▶ _EXERCISES_:
[A] According to the passage on Molluscum contagiosum, why is it surprising that people don't hear about this infection?
[B] In the passage on Molluscum contagiosum, how does the infection spread?

▶ _READING PASSAGE_:
>>>

The STI You Haven't Heard of: Molluscum contagiosum

In all the discussions about STI’s (Sexually Transmitted Infections) you always hear the same old stuff about the same old infections. Sure, every so often a new one gets thrown into the mix, but then you hear about that one along with the rest of them all the time. Herpes, HIV, HPV/genital warts, Gonorrhea, Syphilis, Chlamydia, Crabs, and Hepatitis all get their moment in the sun. You hear about them in sex ed, read about them in books and in the media, and hear about them in day to day conversation. But there are other STIs that you do not hear about and may not even know anything about.

One such STI is Molluscum contagiosum (MC). Surprising you don’t hear about it considering how contagious it is (did you not get that from the second part of its name?). MC is a viral infection spread through skin to skin contact or via shared items like towels. It’s most prevalent in the immunodeficient (like HIV+, transplant patients, the elderly, etc.), children – which lets face it, their immune systems kind of suck too-, and sexually active adults.

<<<

▶ _AVAILABLE DATA_:
>>>

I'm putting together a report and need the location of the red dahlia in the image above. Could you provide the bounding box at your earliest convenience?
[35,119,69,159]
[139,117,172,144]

<<<

▶ _EXERCISE ANSWERS_:
[A] It is surprising because Molluscum contagiosum is very contagious, which the second part of its name suggests.

[B] It spreads through skin-to-skin contact or through shared items such as towels.